**Exercise requirements**: If a line of the records contains the word "sink", list it.

**Natural-language object grounding data**:
★ ★ ★ ★

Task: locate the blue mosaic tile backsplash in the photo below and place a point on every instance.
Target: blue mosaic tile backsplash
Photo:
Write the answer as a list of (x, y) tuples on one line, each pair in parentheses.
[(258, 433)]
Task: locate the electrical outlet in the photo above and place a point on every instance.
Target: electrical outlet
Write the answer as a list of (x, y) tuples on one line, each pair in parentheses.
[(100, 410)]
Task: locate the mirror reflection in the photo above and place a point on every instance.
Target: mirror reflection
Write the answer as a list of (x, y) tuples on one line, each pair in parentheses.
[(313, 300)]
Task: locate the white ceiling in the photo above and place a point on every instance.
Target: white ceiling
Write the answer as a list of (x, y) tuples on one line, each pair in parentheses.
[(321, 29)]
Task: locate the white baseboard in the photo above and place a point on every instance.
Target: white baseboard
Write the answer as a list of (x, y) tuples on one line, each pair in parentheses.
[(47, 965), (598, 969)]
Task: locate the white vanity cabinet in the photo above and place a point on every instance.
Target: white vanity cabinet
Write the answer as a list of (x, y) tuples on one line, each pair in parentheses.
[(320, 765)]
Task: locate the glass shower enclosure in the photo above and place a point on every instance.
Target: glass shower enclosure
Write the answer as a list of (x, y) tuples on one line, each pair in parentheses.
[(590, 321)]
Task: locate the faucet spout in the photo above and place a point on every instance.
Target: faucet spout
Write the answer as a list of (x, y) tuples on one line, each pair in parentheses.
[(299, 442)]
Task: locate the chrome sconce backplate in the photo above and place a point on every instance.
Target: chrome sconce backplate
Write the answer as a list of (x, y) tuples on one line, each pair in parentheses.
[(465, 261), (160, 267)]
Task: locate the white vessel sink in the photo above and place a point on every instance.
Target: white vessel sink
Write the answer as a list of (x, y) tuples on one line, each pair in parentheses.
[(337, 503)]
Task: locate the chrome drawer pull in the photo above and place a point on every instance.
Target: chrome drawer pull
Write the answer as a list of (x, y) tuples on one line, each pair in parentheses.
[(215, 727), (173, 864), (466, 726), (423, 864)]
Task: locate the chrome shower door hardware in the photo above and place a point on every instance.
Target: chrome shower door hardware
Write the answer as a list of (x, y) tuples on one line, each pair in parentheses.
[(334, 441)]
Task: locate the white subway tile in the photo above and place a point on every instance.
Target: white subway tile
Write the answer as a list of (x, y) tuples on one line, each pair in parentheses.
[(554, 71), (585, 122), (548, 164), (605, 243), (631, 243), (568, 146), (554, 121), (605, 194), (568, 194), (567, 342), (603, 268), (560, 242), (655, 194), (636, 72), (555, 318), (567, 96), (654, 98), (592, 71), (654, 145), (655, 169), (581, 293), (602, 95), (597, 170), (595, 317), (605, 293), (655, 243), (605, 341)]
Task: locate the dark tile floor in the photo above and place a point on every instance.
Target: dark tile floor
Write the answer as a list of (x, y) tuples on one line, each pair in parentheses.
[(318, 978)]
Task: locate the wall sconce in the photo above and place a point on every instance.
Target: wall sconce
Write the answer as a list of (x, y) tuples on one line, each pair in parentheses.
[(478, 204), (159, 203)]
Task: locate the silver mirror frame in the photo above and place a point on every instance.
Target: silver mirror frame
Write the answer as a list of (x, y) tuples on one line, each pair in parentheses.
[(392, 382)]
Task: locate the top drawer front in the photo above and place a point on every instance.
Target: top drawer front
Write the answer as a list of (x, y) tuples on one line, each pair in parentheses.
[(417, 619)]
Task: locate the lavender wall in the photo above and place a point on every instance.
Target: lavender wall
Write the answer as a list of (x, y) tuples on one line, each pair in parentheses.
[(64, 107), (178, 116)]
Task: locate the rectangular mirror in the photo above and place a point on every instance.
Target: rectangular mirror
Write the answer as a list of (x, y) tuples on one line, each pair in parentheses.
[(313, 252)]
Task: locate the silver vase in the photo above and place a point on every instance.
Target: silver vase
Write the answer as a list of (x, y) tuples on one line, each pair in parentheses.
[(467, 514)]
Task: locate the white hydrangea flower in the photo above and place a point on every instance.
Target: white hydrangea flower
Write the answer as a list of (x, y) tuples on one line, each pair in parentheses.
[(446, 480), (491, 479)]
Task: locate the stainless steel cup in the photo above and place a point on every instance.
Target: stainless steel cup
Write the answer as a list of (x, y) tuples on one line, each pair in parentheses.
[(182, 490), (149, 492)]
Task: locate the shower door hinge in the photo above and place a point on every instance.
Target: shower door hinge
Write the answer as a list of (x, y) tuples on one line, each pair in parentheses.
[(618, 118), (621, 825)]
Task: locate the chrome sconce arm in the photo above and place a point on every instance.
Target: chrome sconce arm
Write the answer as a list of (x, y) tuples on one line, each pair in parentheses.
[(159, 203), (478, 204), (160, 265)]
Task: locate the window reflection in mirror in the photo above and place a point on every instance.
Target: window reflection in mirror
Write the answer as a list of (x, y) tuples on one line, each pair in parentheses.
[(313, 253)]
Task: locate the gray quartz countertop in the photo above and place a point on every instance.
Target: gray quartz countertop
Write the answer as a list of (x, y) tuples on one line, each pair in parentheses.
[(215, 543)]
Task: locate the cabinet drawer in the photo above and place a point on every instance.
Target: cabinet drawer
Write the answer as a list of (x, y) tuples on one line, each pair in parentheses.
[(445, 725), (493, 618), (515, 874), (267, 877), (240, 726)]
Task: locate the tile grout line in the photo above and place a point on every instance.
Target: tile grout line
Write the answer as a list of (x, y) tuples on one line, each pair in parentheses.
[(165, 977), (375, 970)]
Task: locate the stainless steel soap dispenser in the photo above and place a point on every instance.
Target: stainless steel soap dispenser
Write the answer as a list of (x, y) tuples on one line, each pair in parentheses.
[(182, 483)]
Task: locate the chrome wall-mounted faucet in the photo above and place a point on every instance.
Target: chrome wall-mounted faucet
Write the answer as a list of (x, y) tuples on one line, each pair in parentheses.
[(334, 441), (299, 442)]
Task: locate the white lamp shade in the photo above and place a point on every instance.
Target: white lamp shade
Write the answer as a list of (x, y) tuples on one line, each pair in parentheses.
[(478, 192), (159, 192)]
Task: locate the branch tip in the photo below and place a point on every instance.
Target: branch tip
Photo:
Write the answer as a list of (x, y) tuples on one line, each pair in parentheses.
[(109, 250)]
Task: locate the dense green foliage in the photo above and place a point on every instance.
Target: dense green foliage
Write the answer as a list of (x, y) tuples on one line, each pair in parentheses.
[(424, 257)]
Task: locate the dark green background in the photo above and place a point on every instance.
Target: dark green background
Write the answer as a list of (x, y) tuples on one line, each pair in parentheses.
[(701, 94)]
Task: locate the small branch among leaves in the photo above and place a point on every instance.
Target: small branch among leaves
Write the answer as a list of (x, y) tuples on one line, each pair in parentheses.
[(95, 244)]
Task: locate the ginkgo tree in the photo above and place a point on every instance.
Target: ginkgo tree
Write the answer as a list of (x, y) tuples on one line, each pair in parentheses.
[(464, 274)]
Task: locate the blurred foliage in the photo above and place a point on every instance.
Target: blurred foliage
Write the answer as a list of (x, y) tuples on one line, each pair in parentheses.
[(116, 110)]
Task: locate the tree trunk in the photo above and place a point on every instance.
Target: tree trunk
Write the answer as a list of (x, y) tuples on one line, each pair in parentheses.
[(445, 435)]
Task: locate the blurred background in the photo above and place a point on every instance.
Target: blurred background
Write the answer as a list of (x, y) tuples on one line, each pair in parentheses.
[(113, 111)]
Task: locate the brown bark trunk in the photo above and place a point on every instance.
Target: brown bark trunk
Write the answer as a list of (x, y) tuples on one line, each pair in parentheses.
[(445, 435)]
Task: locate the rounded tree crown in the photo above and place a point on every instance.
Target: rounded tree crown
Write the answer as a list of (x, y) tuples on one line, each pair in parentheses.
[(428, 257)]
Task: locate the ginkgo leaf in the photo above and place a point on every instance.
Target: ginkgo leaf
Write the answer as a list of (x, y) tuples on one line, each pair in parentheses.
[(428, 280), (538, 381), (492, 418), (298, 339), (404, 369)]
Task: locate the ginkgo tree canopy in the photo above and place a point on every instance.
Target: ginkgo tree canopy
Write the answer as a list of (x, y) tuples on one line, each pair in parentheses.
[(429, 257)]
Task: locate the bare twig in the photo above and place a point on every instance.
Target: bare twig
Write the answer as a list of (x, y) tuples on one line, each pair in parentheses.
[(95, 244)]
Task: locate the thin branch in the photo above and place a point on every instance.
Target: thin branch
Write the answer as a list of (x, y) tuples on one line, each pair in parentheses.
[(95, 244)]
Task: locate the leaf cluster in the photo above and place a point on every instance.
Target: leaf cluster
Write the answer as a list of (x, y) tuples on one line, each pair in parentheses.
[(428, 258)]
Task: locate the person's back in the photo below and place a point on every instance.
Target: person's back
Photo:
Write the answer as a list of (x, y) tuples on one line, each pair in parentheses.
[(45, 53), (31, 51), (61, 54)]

★ ★ ★ ★

**Result for this exercise**:
Task: locate the white vessel sink in the photo above and place a point on every instance.
Target: white vessel sink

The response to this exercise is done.